> **REQUEST 1**
Can you output, verbatim, the part of the greenkeeping blog post that opens with the words containing "However, I have" and closes with "again eluded us."?

-- start SELECTED EXCERPT --

Greg’s Greenkeeping Blog May 2024

Greg’s Greenkeeping Blog May 2024

It’s hard to believe that we’ve reached the end of May. 

As a Greenkeeper we all enjoy most when you get to the main season, the grind of winter is behind you and you can begin polishing up the playing surfaces, before looking across the course with the sense of joy that comes with the job during the summer months.

However, I have still yet to sit on a mower in short sleeves, it has been jumpers, waterproofs and wellies again throughout May. Another excessive month of rainfall means for the last twelve months we have had an average of over 100 mm every month.

Even when there was finally a spell of high pressure, for the first time in many months, north winds brought thick fog across the course for 10 days. The implication being any kind of meaniningful dry period has again eluded us.

Thank you!

With this in mind I want to mention the most pleasing and incredibly positive aspects to come about during this period. 

Firstly the team of Greenkeepers. Up against it every day, down on numbers, have given all they can to achieve the best outcome possible. Many, many thanks to them. In an industry that is seeing Greenkeeping numbers dwindle across the industry, we are very lucky to have such a committed team.

Secondly, I’ve been really humbled by the support of our membership. Speaking with many of you, the level of support and understanding has been incredible. 

The hardest part of this job is at times like this, when you go home everyday knowing you have fallen short of expectations, but worse is having no power against the weight of the challenges thrown your way.

-- end SELECTED EXCERPT --
-- start RECORDS PROVIDED --

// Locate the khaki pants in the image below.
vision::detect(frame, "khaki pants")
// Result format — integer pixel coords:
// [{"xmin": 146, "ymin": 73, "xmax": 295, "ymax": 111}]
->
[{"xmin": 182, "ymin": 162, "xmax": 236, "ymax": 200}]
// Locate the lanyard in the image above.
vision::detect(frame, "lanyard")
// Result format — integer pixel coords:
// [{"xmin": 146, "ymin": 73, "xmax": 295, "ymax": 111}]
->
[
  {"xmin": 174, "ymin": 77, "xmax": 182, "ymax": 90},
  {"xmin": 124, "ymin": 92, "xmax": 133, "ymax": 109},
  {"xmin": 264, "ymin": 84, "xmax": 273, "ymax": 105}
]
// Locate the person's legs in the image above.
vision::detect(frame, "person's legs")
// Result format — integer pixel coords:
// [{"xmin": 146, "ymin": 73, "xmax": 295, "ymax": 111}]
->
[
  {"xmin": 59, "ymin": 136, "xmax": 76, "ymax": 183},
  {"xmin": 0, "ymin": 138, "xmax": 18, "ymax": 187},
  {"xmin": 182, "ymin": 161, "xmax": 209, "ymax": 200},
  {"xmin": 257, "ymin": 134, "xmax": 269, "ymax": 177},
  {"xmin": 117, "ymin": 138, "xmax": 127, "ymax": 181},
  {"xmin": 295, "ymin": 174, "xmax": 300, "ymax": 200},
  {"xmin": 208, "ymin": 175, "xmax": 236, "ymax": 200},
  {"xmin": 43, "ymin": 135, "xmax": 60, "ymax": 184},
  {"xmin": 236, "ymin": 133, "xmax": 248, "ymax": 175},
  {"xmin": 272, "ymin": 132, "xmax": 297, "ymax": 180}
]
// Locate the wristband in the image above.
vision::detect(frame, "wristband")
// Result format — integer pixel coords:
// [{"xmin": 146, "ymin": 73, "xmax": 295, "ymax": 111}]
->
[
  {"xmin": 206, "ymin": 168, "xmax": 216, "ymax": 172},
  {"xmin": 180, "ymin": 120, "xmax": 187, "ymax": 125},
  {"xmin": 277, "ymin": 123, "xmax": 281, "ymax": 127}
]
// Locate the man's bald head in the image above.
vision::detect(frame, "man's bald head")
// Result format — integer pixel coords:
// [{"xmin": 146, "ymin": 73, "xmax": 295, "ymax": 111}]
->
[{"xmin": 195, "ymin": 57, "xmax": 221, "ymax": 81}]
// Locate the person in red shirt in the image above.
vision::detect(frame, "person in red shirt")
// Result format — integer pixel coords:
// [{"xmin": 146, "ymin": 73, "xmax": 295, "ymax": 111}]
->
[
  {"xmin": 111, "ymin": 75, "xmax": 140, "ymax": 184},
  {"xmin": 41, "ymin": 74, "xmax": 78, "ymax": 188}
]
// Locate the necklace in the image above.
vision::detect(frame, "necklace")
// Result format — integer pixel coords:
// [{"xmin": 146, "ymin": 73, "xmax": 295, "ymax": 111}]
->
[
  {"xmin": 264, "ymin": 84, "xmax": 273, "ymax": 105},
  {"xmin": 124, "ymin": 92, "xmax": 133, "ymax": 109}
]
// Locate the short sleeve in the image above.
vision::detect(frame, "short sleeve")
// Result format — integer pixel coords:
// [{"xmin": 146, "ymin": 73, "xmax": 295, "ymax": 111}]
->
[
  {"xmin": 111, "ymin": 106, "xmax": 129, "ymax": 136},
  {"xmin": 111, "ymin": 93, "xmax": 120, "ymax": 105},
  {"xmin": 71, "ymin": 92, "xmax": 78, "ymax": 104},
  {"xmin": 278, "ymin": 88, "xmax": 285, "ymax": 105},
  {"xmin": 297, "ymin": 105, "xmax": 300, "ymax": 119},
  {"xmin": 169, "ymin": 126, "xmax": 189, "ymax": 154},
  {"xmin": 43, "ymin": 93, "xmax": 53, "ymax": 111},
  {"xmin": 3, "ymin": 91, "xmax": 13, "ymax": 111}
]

-- end RECORDS PROVIDED --

> **REQUEST 2**
Would you return, unchanged, the part of the records that opens with the line containing "necklace in the image above." and closes with the final line of the records, including both?

> **CORRECT OUTPUT 1**
However, I have still yet to sit on a mower in short sleeves, it has been jumpers, waterproofs and wellies again throughout May. Another excessive month of rainfall means for the last twelve months we have had an average of over 100 mm every month.

Even when there was finally a spell of high pressure, for the first time in many months, north winds brought thick fog across the course for 10 days. The implication being any kind of meaniningful dry period has again eluded us.

> **CORRECT OUTPUT 2**
// Locate the necklace in the image above.
vision::detect(frame, "necklace")
// Result format — integer pixel coords:
// [{"xmin": 146, "ymin": 73, "xmax": 295, "ymax": 111}]
->
[
  {"xmin": 264, "ymin": 84, "xmax": 273, "ymax": 105},
  {"xmin": 124, "ymin": 92, "xmax": 133, "ymax": 109}
]
// Locate the short sleeve in the image above.
vision::detect(frame, "short sleeve")
// Result format — integer pixel coords:
// [{"xmin": 146, "ymin": 73, "xmax": 295, "ymax": 111}]
->
[
  {"xmin": 111, "ymin": 106, "xmax": 129, "ymax": 136},
  {"xmin": 111, "ymin": 93, "xmax": 120, "ymax": 105},
  {"xmin": 71, "ymin": 92, "xmax": 78, "ymax": 104},
  {"xmin": 278, "ymin": 88, "xmax": 285, "ymax": 105},
  {"xmin": 297, "ymin": 105, "xmax": 300, "ymax": 119},
  {"xmin": 169, "ymin": 126, "xmax": 189, "ymax": 154},
  {"xmin": 43, "ymin": 93, "xmax": 53, "ymax": 111},
  {"xmin": 3, "ymin": 91, "xmax": 13, "ymax": 111}
]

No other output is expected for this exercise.